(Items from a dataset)
- - -
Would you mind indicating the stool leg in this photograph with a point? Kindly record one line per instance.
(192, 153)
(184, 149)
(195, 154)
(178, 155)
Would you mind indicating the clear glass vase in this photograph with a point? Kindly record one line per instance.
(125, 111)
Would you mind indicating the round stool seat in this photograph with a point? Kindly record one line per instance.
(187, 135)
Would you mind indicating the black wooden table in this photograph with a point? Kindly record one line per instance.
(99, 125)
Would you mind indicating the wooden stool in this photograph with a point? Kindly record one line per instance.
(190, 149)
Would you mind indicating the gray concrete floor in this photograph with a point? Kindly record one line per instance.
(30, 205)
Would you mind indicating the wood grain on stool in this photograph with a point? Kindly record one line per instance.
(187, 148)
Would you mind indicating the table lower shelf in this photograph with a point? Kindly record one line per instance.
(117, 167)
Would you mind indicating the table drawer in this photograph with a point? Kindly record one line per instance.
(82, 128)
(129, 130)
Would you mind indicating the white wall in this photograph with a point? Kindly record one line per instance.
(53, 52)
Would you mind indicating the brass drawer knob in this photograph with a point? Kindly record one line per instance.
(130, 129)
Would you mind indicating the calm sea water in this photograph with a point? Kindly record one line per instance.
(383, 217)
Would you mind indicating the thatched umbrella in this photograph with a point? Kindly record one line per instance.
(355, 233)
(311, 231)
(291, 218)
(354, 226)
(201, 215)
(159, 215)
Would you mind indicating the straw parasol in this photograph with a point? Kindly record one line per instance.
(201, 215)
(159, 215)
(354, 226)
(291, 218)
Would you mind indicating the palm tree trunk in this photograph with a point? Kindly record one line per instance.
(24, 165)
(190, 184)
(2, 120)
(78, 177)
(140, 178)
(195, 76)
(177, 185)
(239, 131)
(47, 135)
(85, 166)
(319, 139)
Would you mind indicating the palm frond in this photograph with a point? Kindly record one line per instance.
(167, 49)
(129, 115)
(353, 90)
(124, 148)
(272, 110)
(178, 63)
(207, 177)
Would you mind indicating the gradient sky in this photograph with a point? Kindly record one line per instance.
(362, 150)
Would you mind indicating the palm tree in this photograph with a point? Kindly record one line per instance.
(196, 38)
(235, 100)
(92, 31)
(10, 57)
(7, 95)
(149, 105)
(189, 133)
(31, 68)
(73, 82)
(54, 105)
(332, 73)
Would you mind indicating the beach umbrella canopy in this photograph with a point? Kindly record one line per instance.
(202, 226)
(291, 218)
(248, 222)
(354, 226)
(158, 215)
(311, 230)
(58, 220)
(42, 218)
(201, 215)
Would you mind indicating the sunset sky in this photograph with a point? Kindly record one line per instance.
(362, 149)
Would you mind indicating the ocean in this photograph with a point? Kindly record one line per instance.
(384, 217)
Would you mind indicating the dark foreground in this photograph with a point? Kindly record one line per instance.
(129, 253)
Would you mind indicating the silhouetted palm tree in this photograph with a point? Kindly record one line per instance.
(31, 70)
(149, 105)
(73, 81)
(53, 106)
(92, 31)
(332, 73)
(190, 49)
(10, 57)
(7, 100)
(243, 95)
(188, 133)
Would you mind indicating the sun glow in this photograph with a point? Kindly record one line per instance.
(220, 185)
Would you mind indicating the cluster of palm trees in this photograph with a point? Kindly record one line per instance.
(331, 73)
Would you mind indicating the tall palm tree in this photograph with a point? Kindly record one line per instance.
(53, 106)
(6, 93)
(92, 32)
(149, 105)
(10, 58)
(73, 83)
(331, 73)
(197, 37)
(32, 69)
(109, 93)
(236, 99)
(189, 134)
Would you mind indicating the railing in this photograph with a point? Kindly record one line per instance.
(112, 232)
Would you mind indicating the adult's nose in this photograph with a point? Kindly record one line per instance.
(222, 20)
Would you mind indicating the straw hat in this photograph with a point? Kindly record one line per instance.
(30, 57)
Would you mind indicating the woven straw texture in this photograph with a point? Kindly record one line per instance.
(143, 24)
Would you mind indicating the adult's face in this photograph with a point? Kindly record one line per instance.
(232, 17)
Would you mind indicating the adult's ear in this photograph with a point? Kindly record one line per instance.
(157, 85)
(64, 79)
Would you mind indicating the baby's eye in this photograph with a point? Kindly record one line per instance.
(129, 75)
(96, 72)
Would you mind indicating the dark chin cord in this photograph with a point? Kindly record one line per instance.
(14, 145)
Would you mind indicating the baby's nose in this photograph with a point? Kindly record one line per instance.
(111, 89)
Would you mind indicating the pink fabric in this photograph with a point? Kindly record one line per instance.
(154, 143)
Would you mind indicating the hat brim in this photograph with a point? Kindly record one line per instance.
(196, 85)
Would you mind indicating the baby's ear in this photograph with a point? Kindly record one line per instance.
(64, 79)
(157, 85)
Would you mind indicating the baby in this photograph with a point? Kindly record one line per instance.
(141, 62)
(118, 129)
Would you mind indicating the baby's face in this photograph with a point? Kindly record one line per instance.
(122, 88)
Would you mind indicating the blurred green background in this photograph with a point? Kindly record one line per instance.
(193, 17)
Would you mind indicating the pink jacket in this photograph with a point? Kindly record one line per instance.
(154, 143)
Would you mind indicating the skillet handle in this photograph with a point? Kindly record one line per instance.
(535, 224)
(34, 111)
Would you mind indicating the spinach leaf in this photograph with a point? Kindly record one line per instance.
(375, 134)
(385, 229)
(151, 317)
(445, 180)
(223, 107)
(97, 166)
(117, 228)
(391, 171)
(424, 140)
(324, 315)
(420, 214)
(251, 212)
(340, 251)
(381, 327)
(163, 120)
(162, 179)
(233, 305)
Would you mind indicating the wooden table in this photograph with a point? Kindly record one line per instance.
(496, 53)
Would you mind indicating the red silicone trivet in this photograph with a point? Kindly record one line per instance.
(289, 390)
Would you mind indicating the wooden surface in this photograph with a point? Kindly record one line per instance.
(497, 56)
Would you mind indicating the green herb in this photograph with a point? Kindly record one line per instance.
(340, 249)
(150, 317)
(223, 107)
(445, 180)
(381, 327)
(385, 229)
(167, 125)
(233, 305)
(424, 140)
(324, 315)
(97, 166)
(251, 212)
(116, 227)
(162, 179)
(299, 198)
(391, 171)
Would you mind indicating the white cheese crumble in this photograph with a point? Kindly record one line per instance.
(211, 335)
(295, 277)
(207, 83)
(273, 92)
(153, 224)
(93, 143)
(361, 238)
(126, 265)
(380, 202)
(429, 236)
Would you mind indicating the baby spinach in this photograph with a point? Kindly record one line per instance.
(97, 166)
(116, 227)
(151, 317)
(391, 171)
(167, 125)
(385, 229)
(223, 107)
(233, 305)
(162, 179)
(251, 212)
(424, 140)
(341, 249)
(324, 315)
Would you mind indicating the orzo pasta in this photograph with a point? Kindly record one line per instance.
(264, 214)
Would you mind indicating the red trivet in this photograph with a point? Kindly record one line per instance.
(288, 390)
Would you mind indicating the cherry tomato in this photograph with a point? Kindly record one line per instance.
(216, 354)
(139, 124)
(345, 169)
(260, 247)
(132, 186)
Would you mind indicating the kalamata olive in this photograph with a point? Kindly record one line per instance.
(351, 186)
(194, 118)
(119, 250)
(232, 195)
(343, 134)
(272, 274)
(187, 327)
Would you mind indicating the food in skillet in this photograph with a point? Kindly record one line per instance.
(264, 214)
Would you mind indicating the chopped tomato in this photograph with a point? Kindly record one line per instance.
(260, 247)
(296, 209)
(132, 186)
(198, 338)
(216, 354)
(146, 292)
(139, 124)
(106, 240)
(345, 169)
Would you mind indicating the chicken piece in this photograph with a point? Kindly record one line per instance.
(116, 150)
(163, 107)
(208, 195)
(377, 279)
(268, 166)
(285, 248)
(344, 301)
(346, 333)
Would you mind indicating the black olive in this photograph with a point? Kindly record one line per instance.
- - -
Task to carry out →
Reproduce each record exactly as written above.

Result of this task →
Would you mind indicating the stool leg in this photograph with a point? Kindly record one line per instance.
(192, 153)
(184, 149)
(195, 154)
(178, 155)
Would you mind indicating the clear glass vase in this photograph with a point? Kindly record one line per instance.
(125, 111)
Would you mind indicating the round stool seat in this photograph with a point? Kindly record one line per instance.
(187, 135)
Would you mind indicating the black wooden table in this photograph with a point? Kindly record one line per instance.
(99, 125)
Would you mind indicating the wooden stool in this photograph with a point? Kindly record one line per instance.
(190, 149)
Would you mind indicating the gray concrete floor in this photograph with a point? Kindly record one line per instance.
(30, 205)
Would you mind indicating the wood grain on stool in this photograph with a point? Kindly record one line per instance.
(187, 148)
Would you mind indicating the table lower shelf in this photograph with a point? Kindly record one line per instance.
(117, 167)
Would you mind indicating the table drawer in this photograph with a point? Kindly record one line per instance.
(82, 128)
(129, 130)
Would you mind indicating the white wall in this photograph with a point? Kindly record one line per instance.
(53, 52)
Would you mind indicating the brass drawer knob in this photograph with a point? Kindly record one line per instance.
(130, 129)
Would you mind indicating the calm sea water in this photograph with a point? Kindly record one line per instance.
(383, 217)
Would you mind indicating the thatched umbrella in this photograph with a point? Kindly record one line per instance.
(355, 233)
(311, 231)
(291, 218)
(354, 226)
(201, 215)
(159, 215)
Would you mind indicating the straw parasol in this photograph with a point? Kindly record one line per instance.
(201, 215)
(159, 215)
(354, 226)
(291, 218)
Would you mind indicating the palm tree trunk in this photograph with a point? Kindly record one line per instance.
(24, 165)
(190, 184)
(2, 120)
(78, 177)
(140, 178)
(195, 76)
(177, 185)
(239, 131)
(47, 135)
(85, 166)
(319, 139)
Would you mind indicating the palm frond in this photograph with a point? Kindly record one line per instance.
(167, 49)
(129, 115)
(353, 90)
(124, 148)
(272, 110)
(178, 63)
(207, 177)
Would you mind indicating the gradient sky in this photograph with a point? Kindly record one line per instance.
(362, 150)
Would you mind indicating the palm tree in this photograph with a point? Kindly record one line per instance.
(196, 38)
(235, 100)
(92, 31)
(10, 57)
(7, 95)
(149, 105)
(189, 133)
(31, 68)
(73, 82)
(54, 105)
(332, 73)
Would you mind indicating the beach umbrella canopy in this photograph with a point? Kindly record one line per instance.
(202, 226)
(291, 218)
(248, 222)
(354, 226)
(158, 215)
(311, 230)
(58, 220)
(42, 218)
(201, 215)
Would you mind indicating the sunset sky in this photograph with a point? Kindly record one line per instance.
(362, 149)
Would you mind indicating the ocean in this photograph with a point? Kindly record one line per instance.
(384, 217)
Would you mind indicating the dark foreground in this photograph with a point? Kindly record one line per instance.
(129, 253)
Would you mind indicating the silhouetted palm tree in this photograph with a point? Kindly record one line per instance.
(31, 70)
(149, 105)
(73, 81)
(53, 106)
(92, 31)
(332, 73)
(190, 49)
(10, 57)
(7, 100)
(243, 95)
(188, 133)
Would you mind indicating the sun glow in this photograph with a point? Kindly record one line per instance.
(220, 185)
Would you mind indicating the cluster of palm trees in this photograph with a point? Kindly record one line per instance.
(331, 73)
Would you mind indicating the tall palm tree in this photograph with a point? Kindly record one line per instance.
(53, 106)
(6, 93)
(92, 32)
(149, 105)
(10, 58)
(73, 83)
(331, 73)
(197, 37)
(32, 69)
(109, 93)
(236, 99)
(189, 134)
Would you mind indicating the railing in this photograph with a point? Kindly record one line per instance.
(112, 232)
Would you mind indicating the adult's nose in this photograph with a point? Kindly record one line per instance.
(222, 20)
Would you mind indicating the straw hat in this photograph with a point? Kindly record one line per instance.
(30, 57)
Would you mind indicating the woven straw texture in this photograph with a point? Kindly record one line per instance.
(143, 24)
Would you mind indicating the adult's face in this photograph with a point? Kindly record one line per instance.
(232, 17)
Would you mind indicating the adult's ear in this photograph with a point? Kindly record one line per instance.
(157, 85)
(64, 79)
Would you mind indicating the baby's eye in this photograph with a point? Kindly record one line per instance.
(129, 75)
(96, 72)
Would you mind indicating the dark chin cord in this photograph with a point? Kindly record one line per instance.
(14, 145)
Would you mind indicating the baby's nose in this photograph with a point? Kindly record one line per instance.
(111, 89)
Would you mind indicating the pink fabric in this photograph with a point? Kindly record one line per instance.
(154, 143)
Would you mind indicating the hat brim in this photograph with a point? Kindly record one line per instance.
(196, 85)
Would you mind indicating the baby's ear in this photograph with a point? Kindly record one line per instance.
(64, 79)
(157, 85)
Would you mind indicating the baby in this photograph with a point? Kindly record one line per instance.
(141, 62)
(118, 129)
Would you mind indicating the baby's face in this photograph with a point? Kindly record one line per instance.
(122, 88)
Would you mind indicating the blurred green background in this photograph with a point? Kindly record one line per instance.
(193, 17)
Would you mind indicating the pink jacket in this photograph with a point? Kindly record one line per instance.
(154, 143)
Would you mind indicating the skillet handle in this photograph with a point? Kindly record one line per instance.
(535, 224)
(34, 111)
Would you mind indicating the spinach leaf in this photograph with a point? Kindly record one line per instance.
(375, 134)
(385, 229)
(151, 317)
(445, 180)
(223, 107)
(97, 166)
(117, 228)
(391, 171)
(424, 140)
(324, 315)
(420, 214)
(251, 212)
(340, 251)
(381, 327)
(163, 120)
(162, 179)
(233, 305)
Would you mind indicating the wooden table in this photograph with a point? Kindly record one line per instance.
(496, 53)
Would you mind indicating the red silicone trivet in this photograph with a point? Kindly record one line per instance.
(289, 390)
Would you mind indicating the wooden surface in this photograph with a point? Kindly record one line per instance.
(497, 56)
Would you mind indicating the green herb in this photograph with a point? Kindly record one line per instance.
(340, 249)
(150, 317)
(223, 107)
(445, 180)
(381, 327)
(385, 229)
(167, 125)
(233, 305)
(424, 140)
(324, 315)
(97, 166)
(251, 212)
(116, 227)
(162, 179)
(299, 198)
(391, 171)
Would you mind indicating the white cheese crumble in this photograph with a point? Kindly record one line per instance.
(211, 335)
(295, 277)
(207, 83)
(273, 92)
(153, 224)
(93, 143)
(361, 238)
(126, 265)
(380, 202)
(429, 236)
Would you mind indicating the baby spinach in this photograph with a point? Kindly record one line per instance.
(97, 166)
(116, 227)
(151, 317)
(391, 171)
(167, 125)
(385, 229)
(223, 107)
(233, 305)
(162, 179)
(251, 212)
(424, 140)
(341, 249)
(324, 315)
Would you mind indicating the orzo pasta in this photograph with a point? Kindly record one line per instance.
(264, 214)
Would you mind indicating the red trivet in this photograph with a point? Kindly record one line per instance.
(288, 390)
Would you mind indicating the cherry tomato in this photograph with a point? Kindly record one line per instance.
(216, 354)
(139, 124)
(345, 169)
(260, 247)
(132, 186)
Would you mind indicating the kalamata olive in this photograph with a point? Kindly record one line per instance.
(351, 186)
(194, 118)
(119, 250)
(232, 195)
(343, 134)
(272, 274)
(187, 327)
Would you mind indicating the food in skillet in this photograph with a point? Kindly record one line per instance.
(264, 214)
Would you mind indicating the chopped tomato in this photograph with a point? Kindly record one line per instance.
(260, 247)
(296, 209)
(132, 186)
(198, 338)
(216, 354)
(146, 292)
(139, 124)
(106, 240)
(345, 169)
Would you mind indicating the chicken piece in this photograph with a point? Kindly record one line per instance.
(116, 150)
(163, 107)
(208, 195)
(377, 279)
(268, 166)
(285, 248)
(344, 301)
(346, 333)
Would you mind indicating the black olive in this photograph with a point? Kindly record one line per instance.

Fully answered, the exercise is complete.